▼

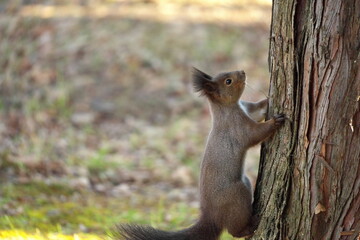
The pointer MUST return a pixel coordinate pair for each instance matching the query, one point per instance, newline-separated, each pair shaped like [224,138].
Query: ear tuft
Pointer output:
[202,82]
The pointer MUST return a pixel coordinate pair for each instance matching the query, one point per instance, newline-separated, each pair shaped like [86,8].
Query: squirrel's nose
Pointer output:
[241,74]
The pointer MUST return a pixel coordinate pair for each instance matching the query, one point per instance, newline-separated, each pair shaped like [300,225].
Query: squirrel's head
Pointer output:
[225,88]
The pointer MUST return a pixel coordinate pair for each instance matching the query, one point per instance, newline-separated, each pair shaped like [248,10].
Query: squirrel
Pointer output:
[225,191]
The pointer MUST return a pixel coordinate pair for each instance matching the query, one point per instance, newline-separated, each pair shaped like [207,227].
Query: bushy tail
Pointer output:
[200,231]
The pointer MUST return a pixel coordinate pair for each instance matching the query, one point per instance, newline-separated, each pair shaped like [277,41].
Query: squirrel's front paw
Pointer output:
[279,119]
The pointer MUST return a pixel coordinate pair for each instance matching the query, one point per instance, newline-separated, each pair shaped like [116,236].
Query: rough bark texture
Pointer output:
[309,176]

▲

- Task requirements
Give all of the items above as a two-column CSV with the header instruction,response. Each item gets one row, with its text in the first column and its answer in the second, and each field is quoted with its line breaks turned into spaces. Leave the pictures out.

- Problem solution
instruction,response
"The pointer MUST return a pixel coordinate pair for each instance matching the query, one point per instance, newline-separated, each pair shaped like [224,138]. Query: ear tuft Pointer output:","[202,82]"
"The pointer MUST return a pixel coordinate pair for each instance matching the query, one point per instance, newline-separated, each pair shaped like [86,8]. Query: squirrel's nose Pointer output:","[241,74]"
"The pointer MUST return a pixel coordinate pair for each instance matching the query, one point per instance, newline-separated, each pair shaped like [300,225]. Query: squirrel's head Pointer output:","[225,88]"
"The pointer MUST return a pixel coordinate pair for each instance matching the query, one point per instance, newline-separated, each pair shaped like [248,10]. Query: squirrel Pointer output:","[225,191]"
"The pointer MUST return a pixel coordinate pair for each instance matching the query, one point per instance, newline-separated, each pair shaped like [207,227]. Query: bushy tail Pointer output:","[200,231]"
"The pointer MUST return a pixel coordinate pair for each instance matching the query, one point per instance, newline-separated, each pair shaped like [277,41]. Query: squirrel's front paw Pointer output:","[279,119]"
"The pointer MUST return a pixel coordinate pair for each instance matching the query, one point per instance, newline-separated, each pair shaped like [116,236]. Query: rough bark texture Pointer output:","[309,176]"